Dataset excerpt:
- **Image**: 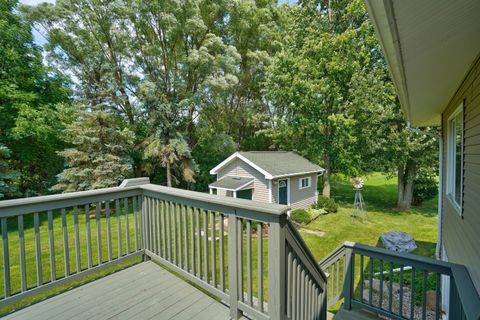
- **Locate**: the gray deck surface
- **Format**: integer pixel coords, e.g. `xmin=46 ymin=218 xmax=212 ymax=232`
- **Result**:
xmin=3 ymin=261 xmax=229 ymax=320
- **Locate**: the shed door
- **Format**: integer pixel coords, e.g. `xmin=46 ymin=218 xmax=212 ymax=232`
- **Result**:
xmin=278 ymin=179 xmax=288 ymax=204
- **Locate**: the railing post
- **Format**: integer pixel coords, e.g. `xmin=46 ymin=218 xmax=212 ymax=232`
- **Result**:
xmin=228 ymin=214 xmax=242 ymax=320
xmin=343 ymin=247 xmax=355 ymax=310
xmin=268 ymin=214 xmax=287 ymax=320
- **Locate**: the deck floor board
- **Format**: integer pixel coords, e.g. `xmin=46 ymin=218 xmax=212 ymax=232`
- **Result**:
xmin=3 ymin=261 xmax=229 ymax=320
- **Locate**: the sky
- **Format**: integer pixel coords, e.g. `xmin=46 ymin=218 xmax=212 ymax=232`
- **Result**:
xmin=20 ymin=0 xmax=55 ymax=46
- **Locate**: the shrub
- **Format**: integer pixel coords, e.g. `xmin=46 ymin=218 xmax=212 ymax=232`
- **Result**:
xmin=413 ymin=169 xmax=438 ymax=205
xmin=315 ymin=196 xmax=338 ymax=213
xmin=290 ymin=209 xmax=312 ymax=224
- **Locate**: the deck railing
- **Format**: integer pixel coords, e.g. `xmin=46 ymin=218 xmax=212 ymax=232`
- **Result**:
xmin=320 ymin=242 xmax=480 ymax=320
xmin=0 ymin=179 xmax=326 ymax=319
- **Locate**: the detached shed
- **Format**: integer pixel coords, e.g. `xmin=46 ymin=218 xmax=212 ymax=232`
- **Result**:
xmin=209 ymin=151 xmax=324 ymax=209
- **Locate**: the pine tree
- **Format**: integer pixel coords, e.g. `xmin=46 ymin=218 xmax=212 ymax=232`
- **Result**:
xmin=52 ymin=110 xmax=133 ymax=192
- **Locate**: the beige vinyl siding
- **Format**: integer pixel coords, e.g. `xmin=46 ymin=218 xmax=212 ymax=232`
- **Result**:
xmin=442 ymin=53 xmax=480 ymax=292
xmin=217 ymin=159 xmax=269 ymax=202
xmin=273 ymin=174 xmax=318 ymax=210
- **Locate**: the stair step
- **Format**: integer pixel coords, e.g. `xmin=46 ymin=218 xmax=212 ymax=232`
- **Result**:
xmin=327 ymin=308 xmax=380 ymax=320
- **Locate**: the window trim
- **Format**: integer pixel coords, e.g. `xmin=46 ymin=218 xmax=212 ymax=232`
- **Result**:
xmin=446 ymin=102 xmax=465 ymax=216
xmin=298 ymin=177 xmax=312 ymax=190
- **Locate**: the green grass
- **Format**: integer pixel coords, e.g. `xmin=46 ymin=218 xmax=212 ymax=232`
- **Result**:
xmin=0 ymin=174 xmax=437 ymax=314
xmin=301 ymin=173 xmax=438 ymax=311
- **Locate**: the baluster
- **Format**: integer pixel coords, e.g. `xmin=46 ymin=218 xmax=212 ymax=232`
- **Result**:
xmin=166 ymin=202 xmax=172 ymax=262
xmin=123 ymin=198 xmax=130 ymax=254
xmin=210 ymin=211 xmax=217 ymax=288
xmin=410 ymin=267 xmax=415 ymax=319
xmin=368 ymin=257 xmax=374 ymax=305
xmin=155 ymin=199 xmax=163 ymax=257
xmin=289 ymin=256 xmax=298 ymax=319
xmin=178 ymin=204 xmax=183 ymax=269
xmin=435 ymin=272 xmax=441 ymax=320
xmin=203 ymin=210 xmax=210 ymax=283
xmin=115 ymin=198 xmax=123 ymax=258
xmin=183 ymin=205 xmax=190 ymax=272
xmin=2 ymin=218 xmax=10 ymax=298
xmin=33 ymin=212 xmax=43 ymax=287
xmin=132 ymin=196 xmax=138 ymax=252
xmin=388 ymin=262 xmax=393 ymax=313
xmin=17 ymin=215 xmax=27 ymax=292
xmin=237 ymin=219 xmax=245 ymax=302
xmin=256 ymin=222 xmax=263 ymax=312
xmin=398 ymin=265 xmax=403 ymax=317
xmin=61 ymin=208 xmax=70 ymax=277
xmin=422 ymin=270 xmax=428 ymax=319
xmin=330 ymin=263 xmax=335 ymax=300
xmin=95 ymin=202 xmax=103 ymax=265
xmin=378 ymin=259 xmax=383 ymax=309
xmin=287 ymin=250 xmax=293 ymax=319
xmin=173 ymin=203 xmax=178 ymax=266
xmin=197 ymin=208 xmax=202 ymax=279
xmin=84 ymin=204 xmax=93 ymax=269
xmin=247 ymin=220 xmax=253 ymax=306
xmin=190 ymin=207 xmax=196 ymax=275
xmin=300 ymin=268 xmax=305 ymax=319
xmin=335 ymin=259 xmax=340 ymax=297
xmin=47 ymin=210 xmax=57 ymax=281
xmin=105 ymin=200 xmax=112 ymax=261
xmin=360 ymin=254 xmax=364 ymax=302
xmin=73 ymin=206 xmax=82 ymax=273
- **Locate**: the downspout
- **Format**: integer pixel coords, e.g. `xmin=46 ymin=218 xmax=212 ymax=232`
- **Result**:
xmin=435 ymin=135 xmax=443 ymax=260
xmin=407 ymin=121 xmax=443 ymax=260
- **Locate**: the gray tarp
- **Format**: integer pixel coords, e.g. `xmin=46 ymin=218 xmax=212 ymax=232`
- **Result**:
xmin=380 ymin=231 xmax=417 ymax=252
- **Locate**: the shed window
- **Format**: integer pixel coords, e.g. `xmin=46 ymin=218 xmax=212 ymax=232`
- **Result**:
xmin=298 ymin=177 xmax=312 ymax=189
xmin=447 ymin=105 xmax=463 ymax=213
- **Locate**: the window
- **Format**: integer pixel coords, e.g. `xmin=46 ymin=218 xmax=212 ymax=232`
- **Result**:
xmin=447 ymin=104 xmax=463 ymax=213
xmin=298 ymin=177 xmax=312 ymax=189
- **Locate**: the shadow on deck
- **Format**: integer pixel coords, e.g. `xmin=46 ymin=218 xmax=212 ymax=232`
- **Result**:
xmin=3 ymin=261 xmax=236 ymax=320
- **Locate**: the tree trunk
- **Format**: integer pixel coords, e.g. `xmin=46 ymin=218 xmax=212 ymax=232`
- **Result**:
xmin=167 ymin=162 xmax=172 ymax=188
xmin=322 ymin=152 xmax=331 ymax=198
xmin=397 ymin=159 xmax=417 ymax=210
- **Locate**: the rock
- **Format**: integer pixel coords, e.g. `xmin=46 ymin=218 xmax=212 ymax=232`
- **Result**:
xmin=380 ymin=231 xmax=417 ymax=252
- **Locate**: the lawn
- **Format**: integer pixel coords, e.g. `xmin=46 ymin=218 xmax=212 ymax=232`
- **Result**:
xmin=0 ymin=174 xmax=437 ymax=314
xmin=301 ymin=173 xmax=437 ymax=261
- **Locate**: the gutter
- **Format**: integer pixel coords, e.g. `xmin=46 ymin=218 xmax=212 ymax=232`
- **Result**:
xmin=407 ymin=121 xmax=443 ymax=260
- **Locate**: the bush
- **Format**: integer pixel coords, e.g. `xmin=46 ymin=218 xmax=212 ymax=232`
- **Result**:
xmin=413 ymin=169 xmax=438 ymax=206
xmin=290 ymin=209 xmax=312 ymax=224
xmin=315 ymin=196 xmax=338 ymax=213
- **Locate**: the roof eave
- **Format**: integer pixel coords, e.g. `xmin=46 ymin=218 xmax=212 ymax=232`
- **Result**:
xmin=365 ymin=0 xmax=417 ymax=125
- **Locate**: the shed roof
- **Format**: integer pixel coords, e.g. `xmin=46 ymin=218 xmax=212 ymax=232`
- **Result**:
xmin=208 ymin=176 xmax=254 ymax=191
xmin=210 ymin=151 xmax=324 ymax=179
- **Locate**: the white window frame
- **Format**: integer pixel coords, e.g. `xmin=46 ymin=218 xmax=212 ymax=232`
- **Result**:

## What is expected
From the records above, reproduce word for word the lines starting with the one that contains "- **Locate**: the shed window" and ending with the one that contains "xmin=3 ymin=261 xmax=236 ymax=320", including both of those lines.

## Problem solution
- **Locate**: the shed window
- **Format**: integer pixel coords, e.g. `xmin=46 ymin=218 xmax=212 ymax=232`
- **Result**:
xmin=298 ymin=177 xmax=312 ymax=189
xmin=447 ymin=105 xmax=463 ymax=213
- **Locate**: the window
- **Format**: integer pixel coords, e.g. `xmin=46 ymin=218 xmax=212 ymax=232`
- **Result**:
xmin=447 ymin=104 xmax=463 ymax=213
xmin=298 ymin=177 xmax=312 ymax=189
- **Locate**: the shadow on deck
- **Format**: integer pixel coords, e.g. `xmin=46 ymin=218 xmax=212 ymax=232`
- **Result**:
xmin=3 ymin=261 xmax=236 ymax=320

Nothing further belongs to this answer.